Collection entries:
%%

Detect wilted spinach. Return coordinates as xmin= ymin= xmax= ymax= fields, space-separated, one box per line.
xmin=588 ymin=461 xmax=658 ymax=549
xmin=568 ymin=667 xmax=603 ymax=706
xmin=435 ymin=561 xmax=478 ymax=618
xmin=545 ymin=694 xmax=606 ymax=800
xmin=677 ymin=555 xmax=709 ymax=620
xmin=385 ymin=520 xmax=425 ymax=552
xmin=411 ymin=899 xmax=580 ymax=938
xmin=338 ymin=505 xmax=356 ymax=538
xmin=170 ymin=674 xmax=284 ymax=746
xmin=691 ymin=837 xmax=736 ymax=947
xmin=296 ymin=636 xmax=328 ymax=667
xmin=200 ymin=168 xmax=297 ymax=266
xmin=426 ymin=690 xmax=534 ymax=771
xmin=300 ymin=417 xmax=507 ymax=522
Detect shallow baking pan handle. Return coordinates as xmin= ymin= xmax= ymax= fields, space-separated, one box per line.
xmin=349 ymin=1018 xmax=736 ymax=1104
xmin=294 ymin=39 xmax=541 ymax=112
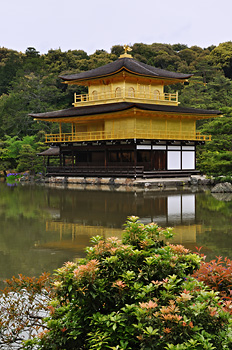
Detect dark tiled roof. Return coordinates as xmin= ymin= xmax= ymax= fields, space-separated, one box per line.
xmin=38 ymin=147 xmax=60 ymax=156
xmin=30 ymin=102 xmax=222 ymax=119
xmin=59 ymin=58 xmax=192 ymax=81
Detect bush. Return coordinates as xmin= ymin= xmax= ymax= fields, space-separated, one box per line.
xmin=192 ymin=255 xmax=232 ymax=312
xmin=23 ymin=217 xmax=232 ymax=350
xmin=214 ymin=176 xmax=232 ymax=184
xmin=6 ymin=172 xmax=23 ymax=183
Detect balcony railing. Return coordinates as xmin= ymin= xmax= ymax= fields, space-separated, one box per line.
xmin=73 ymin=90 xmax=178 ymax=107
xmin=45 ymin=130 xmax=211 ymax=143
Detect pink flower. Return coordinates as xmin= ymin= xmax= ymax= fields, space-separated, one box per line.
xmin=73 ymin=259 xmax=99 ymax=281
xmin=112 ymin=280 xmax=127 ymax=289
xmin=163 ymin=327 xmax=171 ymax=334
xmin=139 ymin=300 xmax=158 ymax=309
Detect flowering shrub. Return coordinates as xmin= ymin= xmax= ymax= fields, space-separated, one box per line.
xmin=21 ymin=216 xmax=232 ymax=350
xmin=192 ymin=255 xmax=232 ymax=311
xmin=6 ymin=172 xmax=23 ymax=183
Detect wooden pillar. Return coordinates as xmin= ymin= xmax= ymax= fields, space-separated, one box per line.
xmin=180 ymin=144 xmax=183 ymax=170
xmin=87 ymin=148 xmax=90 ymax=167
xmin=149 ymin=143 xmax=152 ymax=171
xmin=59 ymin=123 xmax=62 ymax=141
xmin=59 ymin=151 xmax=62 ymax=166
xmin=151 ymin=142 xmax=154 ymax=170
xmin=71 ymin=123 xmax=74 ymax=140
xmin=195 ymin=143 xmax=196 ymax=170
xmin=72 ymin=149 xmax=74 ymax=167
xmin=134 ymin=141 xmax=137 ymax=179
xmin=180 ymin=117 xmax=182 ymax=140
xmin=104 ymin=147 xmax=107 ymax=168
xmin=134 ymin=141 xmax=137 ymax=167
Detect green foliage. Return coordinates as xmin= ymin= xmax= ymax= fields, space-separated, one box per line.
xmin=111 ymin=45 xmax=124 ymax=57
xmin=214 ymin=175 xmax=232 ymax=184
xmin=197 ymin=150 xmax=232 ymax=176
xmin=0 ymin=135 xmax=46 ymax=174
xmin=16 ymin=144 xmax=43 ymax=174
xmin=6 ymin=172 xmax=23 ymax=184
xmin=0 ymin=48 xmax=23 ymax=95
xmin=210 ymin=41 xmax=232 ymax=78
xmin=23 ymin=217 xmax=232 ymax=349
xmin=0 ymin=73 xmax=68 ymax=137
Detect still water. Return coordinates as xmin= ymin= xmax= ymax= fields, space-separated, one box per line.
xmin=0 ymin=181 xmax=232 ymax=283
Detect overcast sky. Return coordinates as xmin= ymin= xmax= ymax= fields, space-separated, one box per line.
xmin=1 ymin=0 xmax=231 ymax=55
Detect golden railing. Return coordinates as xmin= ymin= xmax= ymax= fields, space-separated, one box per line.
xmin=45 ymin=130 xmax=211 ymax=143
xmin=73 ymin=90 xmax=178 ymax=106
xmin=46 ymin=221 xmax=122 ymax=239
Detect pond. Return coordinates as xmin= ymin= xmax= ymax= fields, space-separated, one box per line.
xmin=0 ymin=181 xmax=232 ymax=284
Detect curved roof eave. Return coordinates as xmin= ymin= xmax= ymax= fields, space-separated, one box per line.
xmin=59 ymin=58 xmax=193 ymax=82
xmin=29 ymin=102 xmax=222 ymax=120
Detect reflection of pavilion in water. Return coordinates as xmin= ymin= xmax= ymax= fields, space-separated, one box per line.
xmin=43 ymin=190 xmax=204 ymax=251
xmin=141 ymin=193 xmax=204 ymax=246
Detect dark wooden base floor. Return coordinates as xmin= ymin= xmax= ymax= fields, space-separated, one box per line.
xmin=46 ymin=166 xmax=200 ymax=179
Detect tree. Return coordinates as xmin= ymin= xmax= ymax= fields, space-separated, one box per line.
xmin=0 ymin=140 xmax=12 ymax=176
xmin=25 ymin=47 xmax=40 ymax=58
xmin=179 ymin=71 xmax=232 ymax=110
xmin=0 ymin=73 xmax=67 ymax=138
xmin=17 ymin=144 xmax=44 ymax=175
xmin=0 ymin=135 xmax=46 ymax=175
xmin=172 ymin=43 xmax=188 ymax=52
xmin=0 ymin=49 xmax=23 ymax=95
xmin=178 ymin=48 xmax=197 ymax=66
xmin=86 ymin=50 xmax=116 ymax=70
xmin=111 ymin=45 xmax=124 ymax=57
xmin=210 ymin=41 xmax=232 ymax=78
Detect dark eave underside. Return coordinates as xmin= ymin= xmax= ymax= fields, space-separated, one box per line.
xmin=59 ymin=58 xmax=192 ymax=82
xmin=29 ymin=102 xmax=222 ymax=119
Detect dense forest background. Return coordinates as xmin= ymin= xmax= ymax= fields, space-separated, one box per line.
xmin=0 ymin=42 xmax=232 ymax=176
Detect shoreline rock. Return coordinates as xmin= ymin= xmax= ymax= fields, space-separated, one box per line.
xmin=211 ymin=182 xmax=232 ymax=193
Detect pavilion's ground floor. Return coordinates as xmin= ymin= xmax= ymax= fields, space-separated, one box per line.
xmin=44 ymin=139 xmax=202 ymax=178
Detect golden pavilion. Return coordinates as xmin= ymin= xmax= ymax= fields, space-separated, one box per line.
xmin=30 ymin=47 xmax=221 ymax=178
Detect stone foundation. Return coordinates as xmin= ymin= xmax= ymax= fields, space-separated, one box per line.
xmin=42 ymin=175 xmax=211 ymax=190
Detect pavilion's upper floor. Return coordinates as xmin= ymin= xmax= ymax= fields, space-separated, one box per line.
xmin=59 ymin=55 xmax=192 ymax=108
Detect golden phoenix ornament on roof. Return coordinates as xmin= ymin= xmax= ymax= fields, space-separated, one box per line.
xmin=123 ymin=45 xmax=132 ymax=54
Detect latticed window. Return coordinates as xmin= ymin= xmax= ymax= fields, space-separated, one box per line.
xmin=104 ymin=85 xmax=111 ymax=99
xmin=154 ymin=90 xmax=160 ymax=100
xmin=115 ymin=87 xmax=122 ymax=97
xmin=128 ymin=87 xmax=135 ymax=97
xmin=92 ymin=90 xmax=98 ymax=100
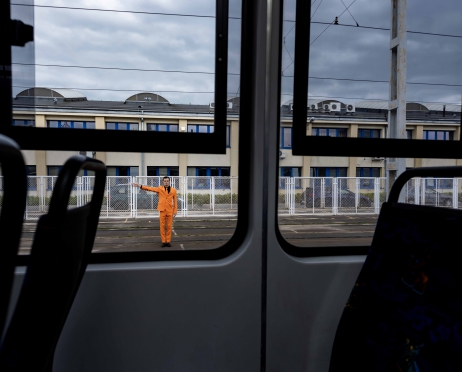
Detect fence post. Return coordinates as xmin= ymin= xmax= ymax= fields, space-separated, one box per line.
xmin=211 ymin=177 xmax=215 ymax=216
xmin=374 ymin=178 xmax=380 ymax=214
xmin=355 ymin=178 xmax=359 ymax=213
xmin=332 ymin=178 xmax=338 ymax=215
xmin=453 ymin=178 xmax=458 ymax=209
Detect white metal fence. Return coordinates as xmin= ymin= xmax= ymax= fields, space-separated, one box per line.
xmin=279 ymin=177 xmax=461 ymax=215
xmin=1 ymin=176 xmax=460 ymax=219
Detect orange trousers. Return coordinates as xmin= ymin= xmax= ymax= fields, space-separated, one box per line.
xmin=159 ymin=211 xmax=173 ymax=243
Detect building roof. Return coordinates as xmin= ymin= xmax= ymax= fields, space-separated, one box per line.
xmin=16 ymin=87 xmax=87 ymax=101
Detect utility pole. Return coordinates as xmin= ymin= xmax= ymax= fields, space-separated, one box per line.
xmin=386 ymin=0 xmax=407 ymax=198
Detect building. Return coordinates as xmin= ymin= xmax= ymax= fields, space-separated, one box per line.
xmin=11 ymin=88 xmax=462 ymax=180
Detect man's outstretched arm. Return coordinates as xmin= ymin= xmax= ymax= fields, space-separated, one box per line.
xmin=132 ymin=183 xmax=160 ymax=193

%%

Brief: Repeat exactly the lines above, starting with the line that contains "Detect building. Return" and ending with the last line, both included, and nothing else.

Finished exercise:
Detect building. Return coordinates as xmin= ymin= xmax= ymax= fields, space-separated, one box per line.
xmin=11 ymin=88 xmax=462 ymax=180
Detect man's outstretched arm. Return coordinates as xmin= ymin= xmax= ymax= fields, space-separated, one box per line.
xmin=132 ymin=183 xmax=160 ymax=193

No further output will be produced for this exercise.